Extracted information:
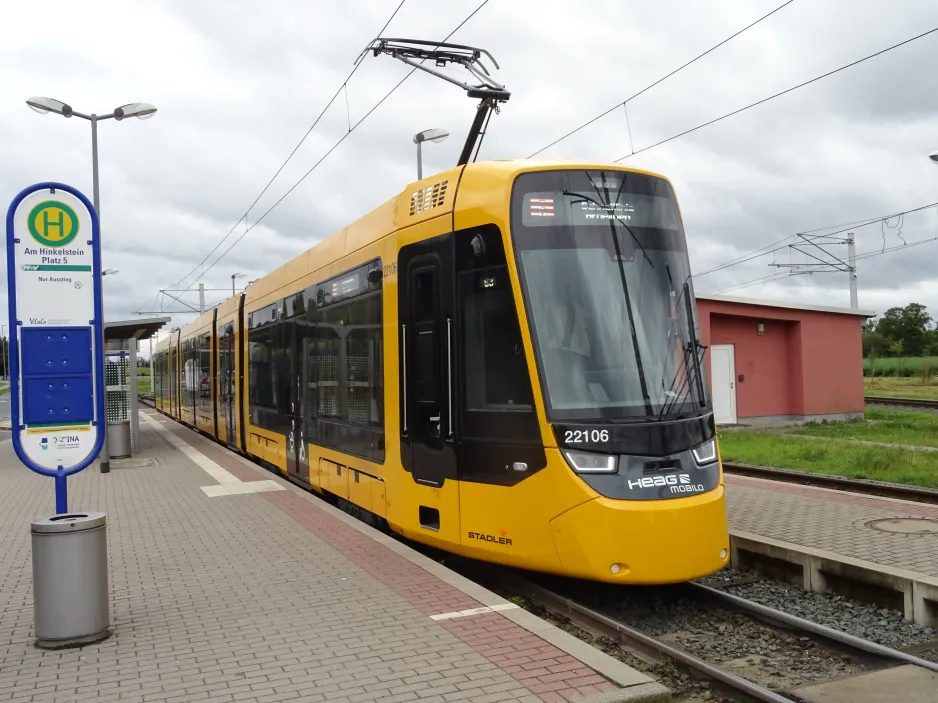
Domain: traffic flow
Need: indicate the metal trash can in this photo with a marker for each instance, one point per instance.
(70, 580)
(119, 439)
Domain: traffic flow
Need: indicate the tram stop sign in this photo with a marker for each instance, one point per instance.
(56, 339)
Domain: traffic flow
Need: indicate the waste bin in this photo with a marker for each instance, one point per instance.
(118, 439)
(70, 579)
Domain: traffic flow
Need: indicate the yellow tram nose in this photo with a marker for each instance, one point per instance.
(644, 542)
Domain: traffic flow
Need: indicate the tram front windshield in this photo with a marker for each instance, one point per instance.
(607, 287)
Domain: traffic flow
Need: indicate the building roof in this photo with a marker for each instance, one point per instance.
(716, 297)
(134, 329)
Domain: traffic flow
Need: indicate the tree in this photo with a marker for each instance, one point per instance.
(874, 344)
(908, 325)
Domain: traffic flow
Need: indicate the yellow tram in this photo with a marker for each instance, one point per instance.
(502, 362)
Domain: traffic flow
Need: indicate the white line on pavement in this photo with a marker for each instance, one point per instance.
(228, 484)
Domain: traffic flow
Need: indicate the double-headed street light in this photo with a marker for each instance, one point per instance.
(141, 111)
(427, 135)
(234, 276)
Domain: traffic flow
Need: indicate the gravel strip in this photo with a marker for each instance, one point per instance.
(880, 625)
(773, 658)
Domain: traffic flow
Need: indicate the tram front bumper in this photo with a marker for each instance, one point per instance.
(644, 542)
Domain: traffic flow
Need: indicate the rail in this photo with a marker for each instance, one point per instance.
(653, 649)
(918, 494)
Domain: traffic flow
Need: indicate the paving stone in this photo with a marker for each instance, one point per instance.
(246, 597)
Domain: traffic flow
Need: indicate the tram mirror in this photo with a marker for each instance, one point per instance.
(478, 246)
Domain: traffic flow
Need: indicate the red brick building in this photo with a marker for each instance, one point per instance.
(772, 362)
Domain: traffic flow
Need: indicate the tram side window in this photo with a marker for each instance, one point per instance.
(263, 348)
(425, 356)
(345, 379)
(189, 376)
(204, 375)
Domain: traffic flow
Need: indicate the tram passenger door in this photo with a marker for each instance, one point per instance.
(226, 382)
(426, 302)
(295, 342)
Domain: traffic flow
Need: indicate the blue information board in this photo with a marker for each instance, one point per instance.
(56, 332)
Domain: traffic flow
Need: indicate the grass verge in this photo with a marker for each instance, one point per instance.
(901, 387)
(881, 425)
(840, 458)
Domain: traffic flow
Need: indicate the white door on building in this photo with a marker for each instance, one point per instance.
(723, 378)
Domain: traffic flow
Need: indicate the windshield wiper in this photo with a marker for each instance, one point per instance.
(689, 374)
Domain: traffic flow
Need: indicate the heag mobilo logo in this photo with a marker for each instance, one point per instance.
(678, 483)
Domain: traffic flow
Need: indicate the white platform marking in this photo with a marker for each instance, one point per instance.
(228, 484)
(474, 611)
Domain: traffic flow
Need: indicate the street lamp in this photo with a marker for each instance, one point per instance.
(427, 135)
(234, 276)
(141, 111)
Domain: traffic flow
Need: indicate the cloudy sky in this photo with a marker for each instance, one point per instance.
(238, 83)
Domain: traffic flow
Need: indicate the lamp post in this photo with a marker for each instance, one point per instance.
(141, 111)
(427, 135)
(234, 276)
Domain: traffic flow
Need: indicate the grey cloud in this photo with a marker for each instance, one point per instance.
(238, 83)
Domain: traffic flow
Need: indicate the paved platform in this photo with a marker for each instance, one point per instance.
(228, 584)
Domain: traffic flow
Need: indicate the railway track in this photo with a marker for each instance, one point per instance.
(655, 649)
(854, 485)
(904, 402)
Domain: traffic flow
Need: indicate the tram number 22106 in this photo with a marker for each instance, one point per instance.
(580, 436)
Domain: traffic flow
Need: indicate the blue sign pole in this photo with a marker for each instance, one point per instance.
(56, 332)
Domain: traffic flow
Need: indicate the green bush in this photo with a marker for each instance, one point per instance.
(909, 366)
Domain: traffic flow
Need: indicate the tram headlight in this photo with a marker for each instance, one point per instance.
(589, 463)
(706, 453)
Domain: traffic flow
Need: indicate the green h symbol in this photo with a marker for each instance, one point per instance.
(47, 223)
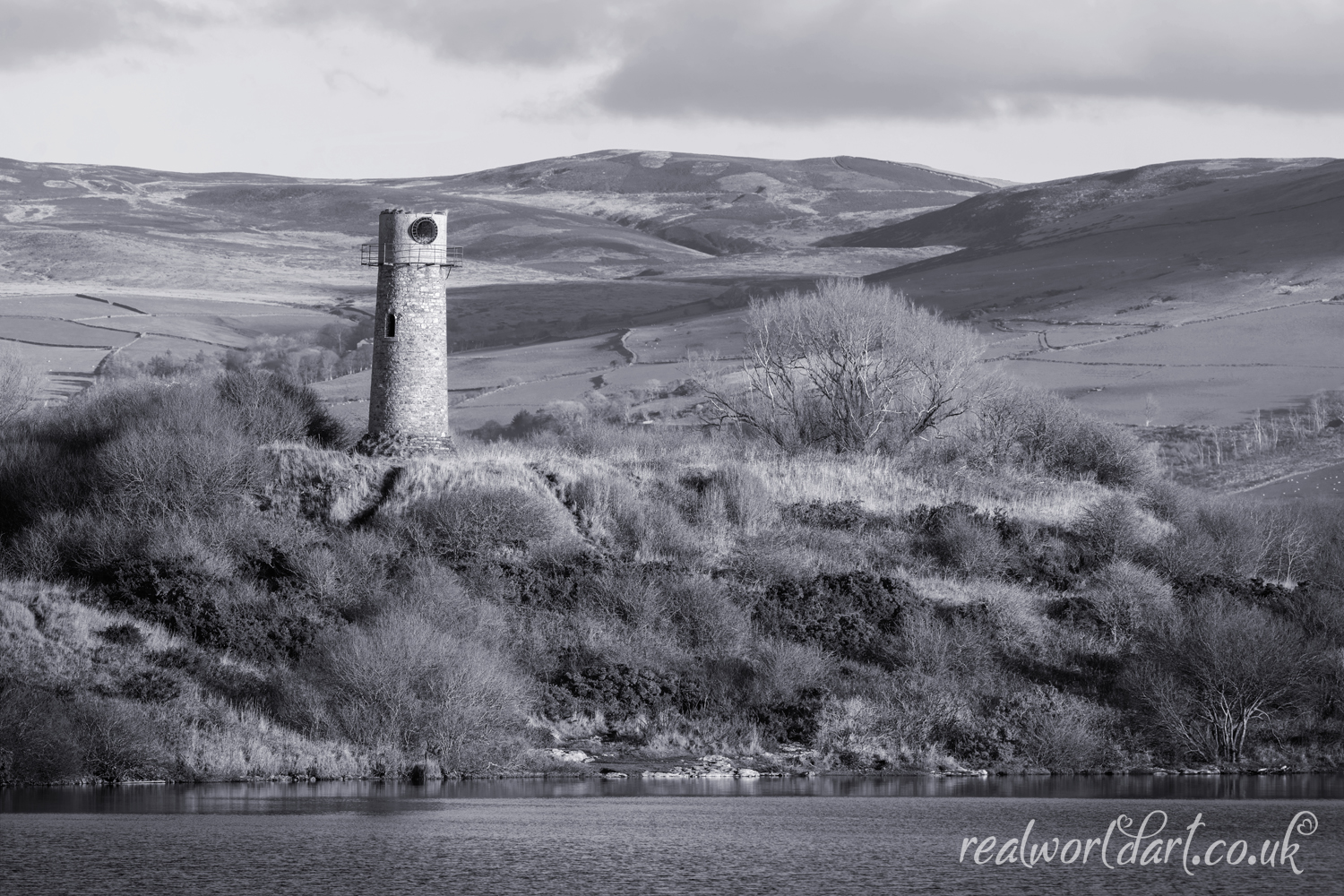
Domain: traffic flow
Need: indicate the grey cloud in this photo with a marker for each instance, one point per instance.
(35, 30)
(32, 30)
(817, 59)
(969, 58)
(812, 59)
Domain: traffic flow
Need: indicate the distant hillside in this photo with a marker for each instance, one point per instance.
(556, 247)
(1029, 214)
(1190, 292)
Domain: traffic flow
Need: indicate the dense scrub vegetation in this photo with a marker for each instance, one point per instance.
(202, 582)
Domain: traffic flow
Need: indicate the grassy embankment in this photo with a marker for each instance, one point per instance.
(201, 582)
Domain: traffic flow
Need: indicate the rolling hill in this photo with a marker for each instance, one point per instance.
(1190, 292)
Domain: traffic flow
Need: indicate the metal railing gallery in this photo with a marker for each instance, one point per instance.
(378, 254)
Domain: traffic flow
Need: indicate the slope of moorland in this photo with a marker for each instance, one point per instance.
(1187, 293)
(198, 582)
(529, 231)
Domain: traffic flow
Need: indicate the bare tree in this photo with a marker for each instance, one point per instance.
(18, 383)
(1228, 668)
(849, 366)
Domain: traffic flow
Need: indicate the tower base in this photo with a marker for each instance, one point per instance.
(403, 445)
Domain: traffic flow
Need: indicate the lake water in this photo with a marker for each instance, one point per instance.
(814, 836)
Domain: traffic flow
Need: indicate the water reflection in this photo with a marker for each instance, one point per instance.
(392, 797)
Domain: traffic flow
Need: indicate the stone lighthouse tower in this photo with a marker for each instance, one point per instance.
(408, 403)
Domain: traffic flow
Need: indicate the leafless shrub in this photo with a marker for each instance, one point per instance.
(18, 383)
(1125, 599)
(847, 367)
(1228, 668)
(406, 684)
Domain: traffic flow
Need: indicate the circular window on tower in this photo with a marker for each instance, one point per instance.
(424, 230)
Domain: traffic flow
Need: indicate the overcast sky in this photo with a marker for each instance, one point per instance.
(1021, 90)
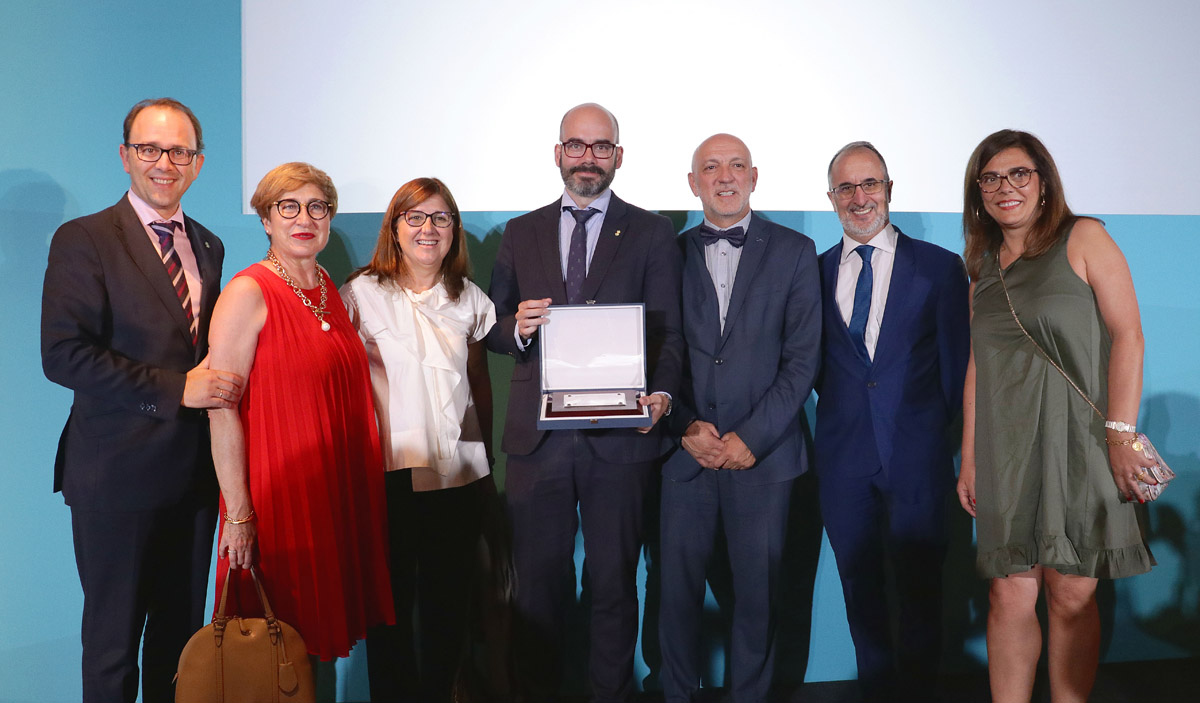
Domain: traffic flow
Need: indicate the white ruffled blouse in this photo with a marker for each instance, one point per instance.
(417, 346)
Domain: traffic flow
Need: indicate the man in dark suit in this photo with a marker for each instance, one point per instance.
(587, 246)
(125, 312)
(751, 320)
(891, 390)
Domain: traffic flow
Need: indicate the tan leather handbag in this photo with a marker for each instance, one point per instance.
(245, 660)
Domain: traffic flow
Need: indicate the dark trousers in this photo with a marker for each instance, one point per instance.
(549, 492)
(144, 575)
(755, 523)
(432, 540)
(864, 521)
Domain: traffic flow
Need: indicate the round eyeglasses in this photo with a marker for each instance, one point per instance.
(417, 218)
(1018, 178)
(870, 187)
(575, 149)
(291, 209)
(178, 155)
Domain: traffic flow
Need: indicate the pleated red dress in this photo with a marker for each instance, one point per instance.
(316, 475)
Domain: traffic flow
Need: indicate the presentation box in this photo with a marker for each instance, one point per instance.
(593, 367)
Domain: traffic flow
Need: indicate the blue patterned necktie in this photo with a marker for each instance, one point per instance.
(862, 302)
(166, 232)
(577, 254)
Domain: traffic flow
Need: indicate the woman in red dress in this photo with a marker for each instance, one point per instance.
(301, 478)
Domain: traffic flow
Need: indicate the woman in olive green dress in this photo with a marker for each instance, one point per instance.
(1051, 485)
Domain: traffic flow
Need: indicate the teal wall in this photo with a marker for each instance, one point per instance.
(71, 71)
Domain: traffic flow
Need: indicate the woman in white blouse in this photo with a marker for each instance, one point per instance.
(423, 323)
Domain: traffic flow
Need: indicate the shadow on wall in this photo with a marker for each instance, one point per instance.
(31, 208)
(1168, 605)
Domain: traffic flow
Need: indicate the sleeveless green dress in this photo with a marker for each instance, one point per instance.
(1044, 490)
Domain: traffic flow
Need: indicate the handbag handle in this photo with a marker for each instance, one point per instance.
(258, 587)
(1030, 337)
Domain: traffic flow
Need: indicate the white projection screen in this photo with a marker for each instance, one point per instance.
(381, 91)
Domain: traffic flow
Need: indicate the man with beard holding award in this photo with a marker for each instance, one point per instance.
(587, 246)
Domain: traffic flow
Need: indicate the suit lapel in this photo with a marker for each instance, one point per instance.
(895, 307)
(547, 244)
(133, 238)
(700, 295)
(757, 239)
(210, 278)
(616, 220)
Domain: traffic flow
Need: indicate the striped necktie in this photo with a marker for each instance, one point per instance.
(166, 232)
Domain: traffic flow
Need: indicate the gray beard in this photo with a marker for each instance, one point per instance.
(880, 222)
(587, 188)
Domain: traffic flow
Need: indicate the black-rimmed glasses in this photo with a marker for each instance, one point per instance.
(289, 209)
(870, 187)
(1018, 178)
(575, 149)
(417, 218)
(178, 155)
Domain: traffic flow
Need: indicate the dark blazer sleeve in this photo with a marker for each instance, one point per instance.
(775, 412)
(78, 328)
(663, 322)
(505, 294)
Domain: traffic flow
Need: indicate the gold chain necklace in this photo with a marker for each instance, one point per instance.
(319, 311)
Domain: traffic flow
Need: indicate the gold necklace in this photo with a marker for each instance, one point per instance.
(319, 311)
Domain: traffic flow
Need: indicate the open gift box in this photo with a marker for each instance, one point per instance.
(593, 367)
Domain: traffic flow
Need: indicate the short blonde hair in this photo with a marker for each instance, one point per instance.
(292, 176)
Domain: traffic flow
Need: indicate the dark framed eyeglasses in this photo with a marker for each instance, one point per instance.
(575, 149)
(1018, 178)
(417, 218)
(178, 155)
(870, 187)
(289, 209)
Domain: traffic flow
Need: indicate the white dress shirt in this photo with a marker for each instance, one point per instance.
(593, 226)
(721, 259)
(882, 258)
(417, 347)
(183, 246)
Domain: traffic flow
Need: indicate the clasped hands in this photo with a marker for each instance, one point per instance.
(714, 451)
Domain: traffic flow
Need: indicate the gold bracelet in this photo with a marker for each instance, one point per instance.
(243, 521)
(1132, 440)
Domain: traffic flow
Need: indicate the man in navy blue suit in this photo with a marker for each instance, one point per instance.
(588, 246)
(751, 320)
(894, 358)
(125, 319)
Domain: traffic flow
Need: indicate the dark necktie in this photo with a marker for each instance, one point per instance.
(577, 254)
(862, 302)
(736, 235)
(166, 232)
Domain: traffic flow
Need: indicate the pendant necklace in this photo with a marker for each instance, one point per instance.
(319, 311)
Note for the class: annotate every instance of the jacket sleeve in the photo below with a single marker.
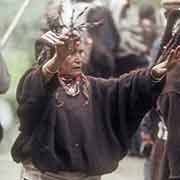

Brief:
Identify each line in the rows above that contains the word "platform", and copy every such line in full. Only matches with the same capitalization count.

Output of the exercise:
Need: indicate the white platform marking in this photo with a marker for each instance, one point per instance.
Need: indicate the paved platform in this photo with a marker for each instance, one point per instance.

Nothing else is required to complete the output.